ЦИТИРУЕМЫЙ ОТРЫВОК
• • •

Воровать никогда не буду
Самым мучительным временем года для нас была зима. Не было дров и угля, чтобы протопить печь и обогреть квартиру, уже не было нашего приработка, а значит, опять хотелось есть. Правда, мы приспособились с другими ребятами с нашего двора и улицы ходить, как мы говорили, на станцию собирать уголь, упавший с составов. В хорошие дни мне с Вовой удавалось собрать до двух ведер угля. Одно ведро мы продавали и покупали себе еду, а второе уходило на отопление квартиры. С углем вопрос был решен. Нужны были дрова на растопку. За дровами мы ходили в лес, осенью через мост, а зимой, напрямую, через Днестр. Зимы были холодными. Река стояла, замерзшей почти до конца марта. В ту, запомнившуюся мне зиму, у меня были сандалии, носки и шаровары из чертовой шкуры (материал типа сегодняшней грубой джинсовой ткани), мамина куфайка (телогрейка) и тети Машин платок. В лес бежали, поэтому было не очень холодно, но назад с тяжелой корягой или вязанкой сухостоя было до слез холодно, тяжело и обидно. Обида была на извозчиков с санями, которые стегали нас кнутами, если мы цеплялись за сани, чтобы хоть чуть-чуть отдохнуть. С нами часто ходила в лес и Женя. Ей не нужны были дрова. Отец снабжал их на зиму дровами. Она просто помогала нам. В один из дней, когда мы особенно замерзли, Женя предложила:
– Зачем нам ходить в лес, на улице Восстания у частников в конце огородов полно сухостоя, наберем и домой. Они и не увидят. Огород длинный, даже, если увидят, то не догонят. Сказано – сделано. Предложение было заманчивым и, недолго рассуждая, мы двинулись за дровами. Начало было положено, дрова доставались легко. И мы повадились в сады, как та мышь за зерном. Однажды мы уже набрали дров, и тут с криком из-за соседней кучи сухостоя выбежала хозяйка. Увидев нас, она остановилась, почему-то очень пристально на нас посмотрела и не стала прогонять. Радостные тащили мы наши вязанки домой, рассуждая, что не все люди злые звери, есть и другие, которым не жаль сухих веток. Всю дорогу меня мучила мысль: – Почему она нас разглядывала, что-то знакомое было в ее облике. – Ответ на мои размышления не заставил себя ждать. Дня через два, вбежав после уроков домой, я увидела в гостях ту самую женщину.

• • •

ПОКАЗАННЫЕ ЗАПИСИ
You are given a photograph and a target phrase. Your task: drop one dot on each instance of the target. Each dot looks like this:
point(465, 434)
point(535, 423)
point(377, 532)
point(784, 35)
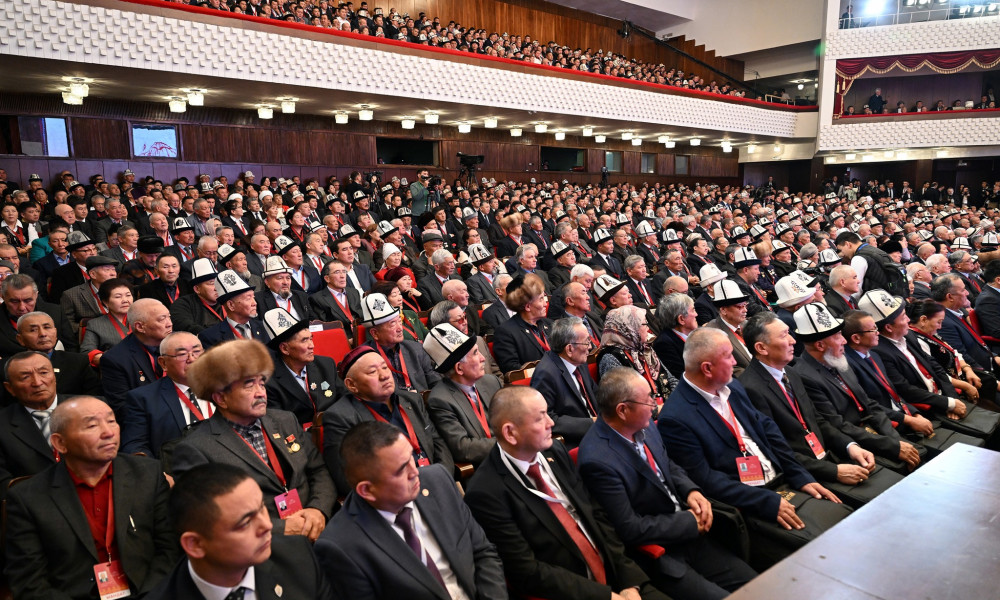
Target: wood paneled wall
point(222, 142)
point(545, 22)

• • •

ЗАДАНИЕ 1
Ответьте по цитируемому отрывку на три вопроса:
(а) Сколько угля удавалось собрать на станции в хорошие дни?
(б) До какого времени река стояла замерзшей?
(в) Кто предложил брать сухостой на улице Восстания?
ЗАДАНИЕ 2
Пожалуйста, продолжите цитируемый отрывок после его последнего предложения.

МЕСТО ДЛЯ ОТВЕТА 1
(а) До двух ведер.
(б) Почти до конца марта.
(в) Женя.

МЕСТО ДЛЯ ОТВЕТА 2
– Ну вот и она, а ты говоришь, Галя, что твои дети не лазают по чужим садам. С нею был еще мальчик и такая же, как она, девчонка. Мне не жалко сухостоя, но почему было не попросить. Воровать с этих лет …, и она покачала головой.
Долго помнила я те, так легко достававшиеся мне, дрова. То, что я была зверски избита, было не так больно, как безнадежное покачивание головой маминой знакомой. Законченная, воровка, ничего в жизни из меня хорошего не получится – вот что обозначало ее покачивание головой. Я заболела.
Меня подтачивала не столько болезнь – пальцы на ногах почернели, я их не чувствовала, дышала с трудом, мне было больно открыть глаза – сколько мысль о моей никчемности. Как могла я залезть в чужой сад. Не летом, когда много фруктов и не считалось грехом набрать карманы слив или зеленых яблок, а зимой – втихую воровать у стариков запасенное ими на зиму топливо. Температура сжигала меня, головная боль была такой, что я теряла сознание, все тело ломило, и настал момент, когда я начала умирать. Я не ела, не приходила в сознание. Я не помню, приходили ли ко мне врачи. Наверное, мама с тетей Машей делали все, чтобы вылечить меня, но мне то было неведомо. С некоторых пор я постоянно говорила с отцом. Он звал меня посмотреть, где он сейчас живет, а я все отказывалась, но однажды я согласилась и пошла к нему в гости.
Мы долго шли через какой-то пустырь, затем спустились под землю. В коридоре было темно и все время мне на плечи и голову сыпались глина, песок, какая-то влажная земля. А папа все манил и манил меня, чтобы я скорее двигалась. Вот и его жилье. Обычная, вырытая в земле комната, темная, вместо белых стен – земля, посередине гроб. Папа все ближе и ближе подходил ко мне, подталкивал к гробу, приглашая лечь. Страшно закричав, я рванулась от папы и побежала через комнату, через коридор, стала вылезать из ямы и все падала и падала назад в яму. Все же мне удалось выбраться из нее, папа закричал вслед мне и отстал. С того дня я пошла на поправку. Поднялась я после болезни только в мае.